[[ SELECTED TEXT open ]]

I first met Bruce Otto in the early 80s, in Chicago – and to me, he was just a trombonist.  A GOOD player, but nothing special.  He came to our jingle session, played the part, cashed the check and that was that.

When I met him again in the mid-90s, in L.A. – he became a beloved friend.  Bruce was VERY intelligent and had a wicked sense of humor.  He loved to eat, and we wound up going out with him several times every week.  He became our quasi-son – since he came over for dinner at least as often as we’d eat out – and then he would stay to watch LARRY SANDERS or THE SOPRANOS on our TV – since he was too cheap to spring for HBO himself – AND I think he liked the company.  Bruce was an only child – and he referred to our 4 dogs as his brothers and sisters – and would say, “Hi, Ma” when I’d answer the phone.

[[ SELECTED TEXT closed ]]

Reproduce the passage about Bruce Otto word for word, starting with "I first met" and going on through "that was that.".

[[ LISTED ENTRIES open ]]

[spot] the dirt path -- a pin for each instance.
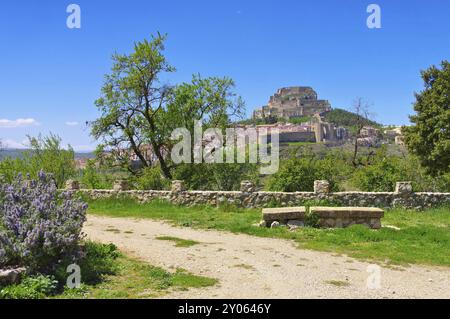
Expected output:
(253, 267)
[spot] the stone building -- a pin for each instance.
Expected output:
(292, 102)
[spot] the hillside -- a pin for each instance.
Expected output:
(347, 119)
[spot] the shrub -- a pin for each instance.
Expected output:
(92, 178)
(45, 154)
(151, 179)
(38, 225)
(37, 287)
(98, 260)
(299, 174)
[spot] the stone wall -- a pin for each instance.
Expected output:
(248, 197)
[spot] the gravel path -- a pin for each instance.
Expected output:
(253, 267)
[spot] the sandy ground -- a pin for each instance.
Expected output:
(253, 267)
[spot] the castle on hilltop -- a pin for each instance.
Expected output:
(292, 102)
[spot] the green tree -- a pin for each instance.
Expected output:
(429, 137)
(47, 154)
(137, 110)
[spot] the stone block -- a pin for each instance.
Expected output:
(321, 187)
(403, 187)
(346, 216)
(247, 187)
(285, 213)
(178, 186)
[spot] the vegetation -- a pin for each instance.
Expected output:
(423, 238)
(45, 154)
(139, 113)
(429, 137)
(39, 227)
(347, 119)
(378, 171)
(299, 173)
(106, 273)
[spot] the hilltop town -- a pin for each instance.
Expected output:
(300, 116)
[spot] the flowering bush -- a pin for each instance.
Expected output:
(39, 226)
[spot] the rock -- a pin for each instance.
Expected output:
(178, 186)
(11, 276)
(294, 224)
(285, 213)
(247, 187)
(403, 187)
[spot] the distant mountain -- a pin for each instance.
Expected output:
(15, 153)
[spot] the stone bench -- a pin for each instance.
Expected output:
(283, 215)
(338, 217)
(330, 217)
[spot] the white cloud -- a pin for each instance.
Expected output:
(5, 123)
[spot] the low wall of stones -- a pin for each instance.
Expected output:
(249, 197)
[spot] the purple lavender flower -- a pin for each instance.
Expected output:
(38, 225)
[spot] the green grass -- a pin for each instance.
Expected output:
(179, 242)
(423, 238)
(135, 279)
(299, 143)
(106, 273)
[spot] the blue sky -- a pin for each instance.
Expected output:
(50, 75)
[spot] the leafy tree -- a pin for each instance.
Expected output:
(137, 110)
(47, 154)
(299, 174)
(151, 178)
(131, 97)
(429, 137)
(217, 176)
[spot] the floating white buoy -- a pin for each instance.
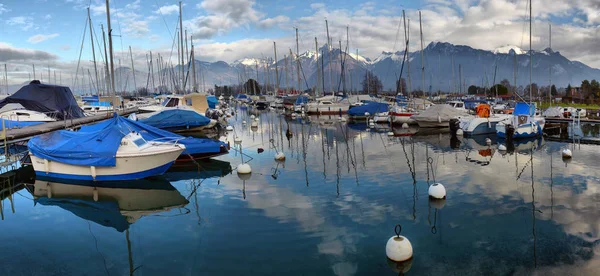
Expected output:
(398, 248)
(280, 156)
(244, 168)
(437, 203)
(437, 191)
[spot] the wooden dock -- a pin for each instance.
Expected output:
(21, 134)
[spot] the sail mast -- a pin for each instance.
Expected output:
(93, 56)
(112, 69)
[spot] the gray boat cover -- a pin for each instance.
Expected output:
(56, 101)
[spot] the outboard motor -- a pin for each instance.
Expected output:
(454, 125)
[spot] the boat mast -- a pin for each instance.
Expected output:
(112, 69)
(276, 70)
(298, 61)
(133, 72)
(329, 48)
(422, 56)
(550, 69)
(93, 56)
(317, 91)
(181, 43)
(194, 86)
(530, 55)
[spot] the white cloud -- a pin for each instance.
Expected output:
(40, 37)
(25, 22)
(171, 9)
(3, 9)
(270, 22)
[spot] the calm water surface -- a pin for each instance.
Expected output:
(327, 210)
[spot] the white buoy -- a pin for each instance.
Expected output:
(398, 248)
(244, 168)
(437, 191)
(280, 156)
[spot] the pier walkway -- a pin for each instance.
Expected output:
(21, 134)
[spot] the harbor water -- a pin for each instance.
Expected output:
(328, 209)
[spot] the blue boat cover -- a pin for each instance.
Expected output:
(56, 101)
(524, 109)
(212, 101)
(176, 118)
(18, 124)
(371, 107)
(97, 144)
(301, 100)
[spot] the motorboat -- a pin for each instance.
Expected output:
(108, 154)
(521, 124)
(328, 105)
(438, 116)
(484, 122)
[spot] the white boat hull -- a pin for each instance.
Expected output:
(128, 167)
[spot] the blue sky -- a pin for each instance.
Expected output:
(232, 29)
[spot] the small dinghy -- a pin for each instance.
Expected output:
(110, 153)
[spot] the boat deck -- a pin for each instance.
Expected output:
(22, 134)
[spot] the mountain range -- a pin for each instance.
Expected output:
(444, 65)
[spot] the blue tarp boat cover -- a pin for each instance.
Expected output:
(301, 100)
(18, 124)
(56, 101)
(524, 109)
(212, 101)
(176, 118)
(371, 107)
(97, 144)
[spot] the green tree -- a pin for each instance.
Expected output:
(501, 89)
(372, 84)
(472, 90)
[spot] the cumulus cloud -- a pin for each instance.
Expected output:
(170, 9)
(270, 22)
(24, 22)
(10, 53)
(3, 9)
(222, 16)
(41, 37)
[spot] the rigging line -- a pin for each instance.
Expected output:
(80, 52)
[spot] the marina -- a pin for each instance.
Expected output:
(175, 141)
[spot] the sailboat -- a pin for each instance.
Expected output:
(523, 123)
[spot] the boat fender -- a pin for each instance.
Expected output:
(437, 191)
(398, 248)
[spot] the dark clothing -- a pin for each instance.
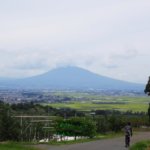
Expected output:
(128, 134)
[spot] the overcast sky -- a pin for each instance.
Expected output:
(108, 37)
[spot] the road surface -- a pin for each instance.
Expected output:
(106, 144)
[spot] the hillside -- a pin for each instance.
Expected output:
(71, 78)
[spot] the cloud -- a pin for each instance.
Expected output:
(107, 37)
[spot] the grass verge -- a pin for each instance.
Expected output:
(14, 146)
(143, 145)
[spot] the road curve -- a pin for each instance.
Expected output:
(106, 144)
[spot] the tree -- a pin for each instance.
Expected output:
(147, 91)
(147, 88)
(9, 128)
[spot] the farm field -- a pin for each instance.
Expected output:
(121, 103)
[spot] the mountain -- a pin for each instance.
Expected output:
(70, 78)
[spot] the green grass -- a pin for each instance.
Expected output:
(143, 145)
(120, 103)
(15, 146)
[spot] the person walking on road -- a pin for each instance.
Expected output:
(128, 134)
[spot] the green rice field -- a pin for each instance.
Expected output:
(121, 103)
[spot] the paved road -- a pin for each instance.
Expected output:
(107, 144)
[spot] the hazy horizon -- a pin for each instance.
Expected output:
(109, 38)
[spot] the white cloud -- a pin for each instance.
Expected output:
(108, 37)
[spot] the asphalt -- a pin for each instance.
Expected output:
(107, 144)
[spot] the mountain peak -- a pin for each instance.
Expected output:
(72, 77)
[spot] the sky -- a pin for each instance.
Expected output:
(110, 38)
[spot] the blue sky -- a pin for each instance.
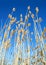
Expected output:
(21, 7)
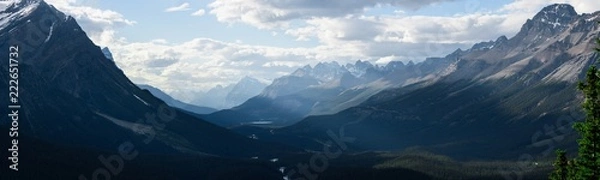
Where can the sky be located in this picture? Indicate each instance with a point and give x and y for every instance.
(188, 46)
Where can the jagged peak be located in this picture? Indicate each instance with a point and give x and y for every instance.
(556, 14)
(501, 39)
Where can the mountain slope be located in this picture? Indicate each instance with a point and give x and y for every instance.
(515, 96)
(176, 103)
(72, 95)
(231, 95)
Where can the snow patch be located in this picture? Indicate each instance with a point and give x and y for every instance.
(135, 127)
(137, 97)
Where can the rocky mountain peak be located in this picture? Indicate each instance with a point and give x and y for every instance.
(556, 15)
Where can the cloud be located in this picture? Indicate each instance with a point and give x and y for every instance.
(200, 12)
(342, 30)
(182, 7)
(268, 14)
(99, 24)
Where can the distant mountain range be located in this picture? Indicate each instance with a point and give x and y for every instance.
(176, 103)
(231, 95)
(72, 95)
(498, 99)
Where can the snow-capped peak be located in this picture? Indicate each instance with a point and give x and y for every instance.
(556, 15)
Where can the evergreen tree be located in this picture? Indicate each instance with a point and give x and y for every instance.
(587, 164)
(588, 160)
(561, 165)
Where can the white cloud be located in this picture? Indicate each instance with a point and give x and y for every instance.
(343, 32)
(99, 24)
(268, 14)
(200, 12)
(182, 7)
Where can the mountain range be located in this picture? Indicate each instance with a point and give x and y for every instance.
(498, 99)
(73, 97)
(231, 95)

[[ LISTED ENTRIES closed ]]

### TASK RESULT
I first met Bruce Otto in the early 80s, in Chicago – and to me, he was just a trombonist.  A GOOD player, but nothing special.  He came to our jingle session, played the part, cashed the check and that was that.